- 本文
*****
世界の「術後食」を食べ歩く
消化器外科学、臨床栄養学などを専門にする田無病院院長。特に、胃ろうや経腸栄養の第一人者として知られるが、一方で、「世界の術後食」を研究する、文化人類学者のような一面も。26日(土)と28日(月)には、「高齢者と健康」をテーマに、西東京市で講演する。
(※編集部注:イベントは終了していますが、地域情報のアーカイブとして掲載しています)

イギリスの術後食にショックを受けた
「世界の術後食・病人食」に興味を持ったのは、イギリスの友人に請われて行なった現地での手術がきっかけだ。胃の手術をした患者が翌日からサンドイッチを食べているのを見て衝撃を受けた。
「これ、おかしくない?」
友人に問うも、「なんで?」の返答。「そういえば、世界では手術後にどんなものを食べているのだろう?」と一気に関心が広がった。
以来、20年超。訪ねた国・地域は30以上。80カ所以上の病院で実際に「術後食」を食べてきた。見えてきたのは、「その地域の生命の象徴が術後食に選ばれている」ということだ。
*****
- 課題一覧
(A) 本文をもとに、次の問いに答えよ。
(i) 西東京市での講演のテーマは何か。
(ii) イギリスで胃の手術をした患者が、翌日から食べていたものは何か。
(iii) 実際に「術後食」を食べてきた病院は何カ所以上か。
(B) 本文に出てくるアラビア数字を、現れる順にすべて列挙せよ。
(C) 本文の「イギリスの術後食にショックを受けた」から「選ばれている」ということだ。」までを、両端を含めてそのまま書き写せ。

- 提供記録
*****
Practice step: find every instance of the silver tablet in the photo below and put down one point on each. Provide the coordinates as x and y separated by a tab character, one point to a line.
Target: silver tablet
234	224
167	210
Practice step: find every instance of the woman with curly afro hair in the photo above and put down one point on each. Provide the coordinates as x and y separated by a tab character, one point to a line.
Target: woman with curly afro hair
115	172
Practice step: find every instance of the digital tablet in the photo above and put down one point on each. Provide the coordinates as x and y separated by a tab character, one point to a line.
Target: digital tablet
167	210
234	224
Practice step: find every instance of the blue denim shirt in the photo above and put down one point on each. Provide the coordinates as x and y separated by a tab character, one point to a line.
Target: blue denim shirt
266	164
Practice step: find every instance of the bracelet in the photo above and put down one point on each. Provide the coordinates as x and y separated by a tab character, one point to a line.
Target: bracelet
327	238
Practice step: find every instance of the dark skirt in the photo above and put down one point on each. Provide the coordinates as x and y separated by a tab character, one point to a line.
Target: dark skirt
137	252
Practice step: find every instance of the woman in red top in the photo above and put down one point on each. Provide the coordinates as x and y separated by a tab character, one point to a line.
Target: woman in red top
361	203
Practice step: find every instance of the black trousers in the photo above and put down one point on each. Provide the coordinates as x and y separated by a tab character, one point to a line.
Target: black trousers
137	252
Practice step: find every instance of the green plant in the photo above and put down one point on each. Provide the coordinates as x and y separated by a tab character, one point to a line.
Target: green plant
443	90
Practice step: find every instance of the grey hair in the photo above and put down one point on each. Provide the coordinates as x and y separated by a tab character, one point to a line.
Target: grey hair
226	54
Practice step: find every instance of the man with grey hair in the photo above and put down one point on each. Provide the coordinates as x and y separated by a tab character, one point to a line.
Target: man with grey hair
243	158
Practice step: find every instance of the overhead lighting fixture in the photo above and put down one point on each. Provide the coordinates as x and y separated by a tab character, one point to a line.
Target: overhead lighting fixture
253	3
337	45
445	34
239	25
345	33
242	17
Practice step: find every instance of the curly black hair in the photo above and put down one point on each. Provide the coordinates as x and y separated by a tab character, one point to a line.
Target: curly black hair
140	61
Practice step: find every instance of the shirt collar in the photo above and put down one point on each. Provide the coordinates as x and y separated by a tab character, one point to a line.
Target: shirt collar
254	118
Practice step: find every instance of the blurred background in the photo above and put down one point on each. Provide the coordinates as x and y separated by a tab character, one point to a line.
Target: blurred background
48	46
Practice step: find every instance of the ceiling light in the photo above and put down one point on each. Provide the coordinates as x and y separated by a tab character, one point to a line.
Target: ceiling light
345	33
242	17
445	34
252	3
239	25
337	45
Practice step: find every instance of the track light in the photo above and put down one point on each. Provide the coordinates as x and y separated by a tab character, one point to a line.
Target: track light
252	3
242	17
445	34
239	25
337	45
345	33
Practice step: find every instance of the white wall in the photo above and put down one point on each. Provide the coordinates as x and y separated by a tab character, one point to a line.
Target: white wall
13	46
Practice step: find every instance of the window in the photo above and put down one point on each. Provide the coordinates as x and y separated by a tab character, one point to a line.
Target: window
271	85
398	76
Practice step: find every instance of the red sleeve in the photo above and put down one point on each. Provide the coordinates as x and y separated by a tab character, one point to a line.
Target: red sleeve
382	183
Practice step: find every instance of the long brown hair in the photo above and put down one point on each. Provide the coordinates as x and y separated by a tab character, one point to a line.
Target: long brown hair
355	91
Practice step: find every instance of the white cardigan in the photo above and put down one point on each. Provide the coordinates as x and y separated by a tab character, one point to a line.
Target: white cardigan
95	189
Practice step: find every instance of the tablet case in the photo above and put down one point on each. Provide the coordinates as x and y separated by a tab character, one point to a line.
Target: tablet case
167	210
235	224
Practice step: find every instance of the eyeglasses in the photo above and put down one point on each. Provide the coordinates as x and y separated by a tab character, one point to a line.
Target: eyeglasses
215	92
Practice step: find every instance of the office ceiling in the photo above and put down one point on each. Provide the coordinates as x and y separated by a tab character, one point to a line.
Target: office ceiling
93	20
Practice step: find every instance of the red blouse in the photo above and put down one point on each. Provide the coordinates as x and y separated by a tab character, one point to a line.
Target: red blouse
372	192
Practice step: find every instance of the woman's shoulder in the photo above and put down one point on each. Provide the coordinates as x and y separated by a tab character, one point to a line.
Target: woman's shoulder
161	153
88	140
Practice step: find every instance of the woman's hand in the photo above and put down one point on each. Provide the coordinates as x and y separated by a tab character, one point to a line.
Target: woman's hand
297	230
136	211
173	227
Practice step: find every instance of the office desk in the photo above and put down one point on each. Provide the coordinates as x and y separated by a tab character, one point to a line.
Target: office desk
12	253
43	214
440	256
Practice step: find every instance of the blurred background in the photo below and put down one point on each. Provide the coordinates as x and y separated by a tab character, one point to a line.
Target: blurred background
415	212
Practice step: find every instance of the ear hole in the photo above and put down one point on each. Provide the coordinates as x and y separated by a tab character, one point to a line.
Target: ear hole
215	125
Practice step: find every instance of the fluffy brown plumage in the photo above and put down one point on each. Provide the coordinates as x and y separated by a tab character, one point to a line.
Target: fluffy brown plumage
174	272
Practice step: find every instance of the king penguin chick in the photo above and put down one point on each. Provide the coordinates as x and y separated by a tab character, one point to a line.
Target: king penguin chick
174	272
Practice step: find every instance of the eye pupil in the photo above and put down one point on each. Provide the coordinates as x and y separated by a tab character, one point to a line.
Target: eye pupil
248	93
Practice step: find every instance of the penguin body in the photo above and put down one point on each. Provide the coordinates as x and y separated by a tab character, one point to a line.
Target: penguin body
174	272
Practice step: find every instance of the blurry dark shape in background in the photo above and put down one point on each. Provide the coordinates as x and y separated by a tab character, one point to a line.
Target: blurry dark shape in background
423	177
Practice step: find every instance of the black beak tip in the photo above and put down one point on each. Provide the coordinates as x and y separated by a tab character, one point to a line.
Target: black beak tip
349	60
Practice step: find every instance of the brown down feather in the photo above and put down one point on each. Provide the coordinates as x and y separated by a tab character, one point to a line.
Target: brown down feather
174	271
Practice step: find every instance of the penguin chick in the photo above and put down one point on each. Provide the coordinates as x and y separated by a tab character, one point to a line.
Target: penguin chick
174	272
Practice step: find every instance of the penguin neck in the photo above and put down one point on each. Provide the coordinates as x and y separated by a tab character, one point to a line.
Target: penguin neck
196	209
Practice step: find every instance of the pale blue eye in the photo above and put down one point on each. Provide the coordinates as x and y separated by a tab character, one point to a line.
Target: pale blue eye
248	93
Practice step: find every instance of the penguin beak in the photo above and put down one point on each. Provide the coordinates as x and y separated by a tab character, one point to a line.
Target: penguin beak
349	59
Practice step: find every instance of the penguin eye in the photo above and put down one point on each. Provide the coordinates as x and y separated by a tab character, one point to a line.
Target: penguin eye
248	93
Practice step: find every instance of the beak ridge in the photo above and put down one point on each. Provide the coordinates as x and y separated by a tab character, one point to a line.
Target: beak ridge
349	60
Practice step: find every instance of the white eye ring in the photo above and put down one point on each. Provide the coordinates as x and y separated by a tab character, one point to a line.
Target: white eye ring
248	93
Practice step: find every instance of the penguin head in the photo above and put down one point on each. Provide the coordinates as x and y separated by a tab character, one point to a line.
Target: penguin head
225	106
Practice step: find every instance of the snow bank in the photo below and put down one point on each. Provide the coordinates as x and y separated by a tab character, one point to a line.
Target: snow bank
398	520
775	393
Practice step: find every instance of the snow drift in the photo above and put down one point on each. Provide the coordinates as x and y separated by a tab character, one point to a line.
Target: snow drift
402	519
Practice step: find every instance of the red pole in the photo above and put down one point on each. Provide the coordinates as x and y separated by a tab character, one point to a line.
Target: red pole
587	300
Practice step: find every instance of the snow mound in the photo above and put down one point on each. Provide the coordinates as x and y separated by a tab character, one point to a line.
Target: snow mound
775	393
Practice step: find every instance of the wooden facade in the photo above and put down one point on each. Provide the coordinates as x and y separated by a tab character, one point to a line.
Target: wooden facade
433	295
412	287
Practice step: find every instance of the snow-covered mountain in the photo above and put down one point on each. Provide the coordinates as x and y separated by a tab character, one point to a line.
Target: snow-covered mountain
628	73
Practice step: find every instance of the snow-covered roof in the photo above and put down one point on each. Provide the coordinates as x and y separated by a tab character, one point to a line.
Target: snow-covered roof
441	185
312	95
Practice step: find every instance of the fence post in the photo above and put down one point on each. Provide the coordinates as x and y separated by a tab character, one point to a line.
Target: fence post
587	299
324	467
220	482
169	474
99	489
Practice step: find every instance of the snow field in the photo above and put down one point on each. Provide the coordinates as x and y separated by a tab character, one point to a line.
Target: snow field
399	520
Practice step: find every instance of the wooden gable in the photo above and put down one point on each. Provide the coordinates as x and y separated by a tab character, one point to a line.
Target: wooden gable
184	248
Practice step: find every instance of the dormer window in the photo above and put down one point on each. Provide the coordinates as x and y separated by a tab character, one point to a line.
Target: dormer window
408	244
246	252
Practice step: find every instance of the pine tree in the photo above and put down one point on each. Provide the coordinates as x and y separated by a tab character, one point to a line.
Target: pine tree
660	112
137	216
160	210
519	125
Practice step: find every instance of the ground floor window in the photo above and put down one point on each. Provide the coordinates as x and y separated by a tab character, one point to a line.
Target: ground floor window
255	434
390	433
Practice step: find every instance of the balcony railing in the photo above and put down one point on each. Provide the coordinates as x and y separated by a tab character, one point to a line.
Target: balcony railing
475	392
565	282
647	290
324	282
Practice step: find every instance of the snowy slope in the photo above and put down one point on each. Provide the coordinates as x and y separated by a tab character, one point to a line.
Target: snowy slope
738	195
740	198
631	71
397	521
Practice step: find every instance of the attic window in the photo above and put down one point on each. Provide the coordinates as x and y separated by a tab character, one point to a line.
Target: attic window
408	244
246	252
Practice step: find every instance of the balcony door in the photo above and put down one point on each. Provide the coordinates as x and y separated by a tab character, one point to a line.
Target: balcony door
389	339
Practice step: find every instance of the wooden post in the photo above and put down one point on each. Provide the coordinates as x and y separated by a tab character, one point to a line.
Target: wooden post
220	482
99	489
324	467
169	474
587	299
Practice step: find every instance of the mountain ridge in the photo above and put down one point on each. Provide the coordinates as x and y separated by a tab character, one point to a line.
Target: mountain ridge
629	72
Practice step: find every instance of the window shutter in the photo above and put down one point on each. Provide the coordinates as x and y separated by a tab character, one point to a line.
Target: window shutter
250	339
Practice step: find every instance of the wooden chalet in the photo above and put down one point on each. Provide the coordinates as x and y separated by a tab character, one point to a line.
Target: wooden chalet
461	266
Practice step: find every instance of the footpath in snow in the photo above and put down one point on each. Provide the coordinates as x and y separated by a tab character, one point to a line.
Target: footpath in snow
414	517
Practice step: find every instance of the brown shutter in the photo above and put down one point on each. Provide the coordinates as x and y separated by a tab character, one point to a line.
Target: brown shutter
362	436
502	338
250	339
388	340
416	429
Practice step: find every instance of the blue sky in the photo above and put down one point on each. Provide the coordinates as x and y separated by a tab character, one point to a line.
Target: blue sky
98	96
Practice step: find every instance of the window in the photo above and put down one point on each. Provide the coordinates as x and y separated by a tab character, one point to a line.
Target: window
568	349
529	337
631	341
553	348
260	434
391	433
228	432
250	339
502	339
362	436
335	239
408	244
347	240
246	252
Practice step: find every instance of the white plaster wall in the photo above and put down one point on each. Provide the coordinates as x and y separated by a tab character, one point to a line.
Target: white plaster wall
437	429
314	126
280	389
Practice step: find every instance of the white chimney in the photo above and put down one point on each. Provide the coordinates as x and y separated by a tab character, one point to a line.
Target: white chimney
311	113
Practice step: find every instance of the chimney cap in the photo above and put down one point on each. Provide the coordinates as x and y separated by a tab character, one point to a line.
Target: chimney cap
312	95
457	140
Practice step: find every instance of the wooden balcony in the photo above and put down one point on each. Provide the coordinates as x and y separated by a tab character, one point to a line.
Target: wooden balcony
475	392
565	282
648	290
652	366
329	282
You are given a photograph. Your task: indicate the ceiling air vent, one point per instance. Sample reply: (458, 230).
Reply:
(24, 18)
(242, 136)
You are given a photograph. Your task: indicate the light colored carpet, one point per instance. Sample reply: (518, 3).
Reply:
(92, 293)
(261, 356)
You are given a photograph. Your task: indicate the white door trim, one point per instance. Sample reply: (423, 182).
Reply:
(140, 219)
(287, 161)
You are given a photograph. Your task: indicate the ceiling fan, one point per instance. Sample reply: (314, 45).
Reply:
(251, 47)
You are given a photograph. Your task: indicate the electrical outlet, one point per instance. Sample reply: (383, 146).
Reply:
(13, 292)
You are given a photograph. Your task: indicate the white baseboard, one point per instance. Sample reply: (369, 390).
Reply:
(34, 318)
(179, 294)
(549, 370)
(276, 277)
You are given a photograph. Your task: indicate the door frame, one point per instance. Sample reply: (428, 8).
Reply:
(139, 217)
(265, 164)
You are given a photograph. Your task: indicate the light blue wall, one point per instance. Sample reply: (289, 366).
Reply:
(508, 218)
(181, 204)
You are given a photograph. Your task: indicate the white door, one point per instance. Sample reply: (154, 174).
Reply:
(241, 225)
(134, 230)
*****
- 解答
(A)
(i) 「高齢者と健康」
(ii) サンドイッチ
(iii) 80カ所以上

(B) 26、28、20、30、80

(C)
イギリスの術後食にショックを受けた
「世界の術後食・病人食」に興味を持ったのは、イギリスの友人に請われて行なった現地での手術がきっかけだ。胃の手術をした患者が翌日からサンドイッチを食べているのを見て衝撃を受けた。
「これ、おかしくない?」
友人に問うも、「なんで?」の返答。「そういえば、世界では手術後にどんなものを食べているのだろう?」と一気に関心が広がった。
以来、20年超。訪ねた国・地域は30以上。80カ所以上の病院で実際に「術後食」を食べてきた。見えてきたのは、「その地域の生命の象徴が術後食に選ばれている」ということだ。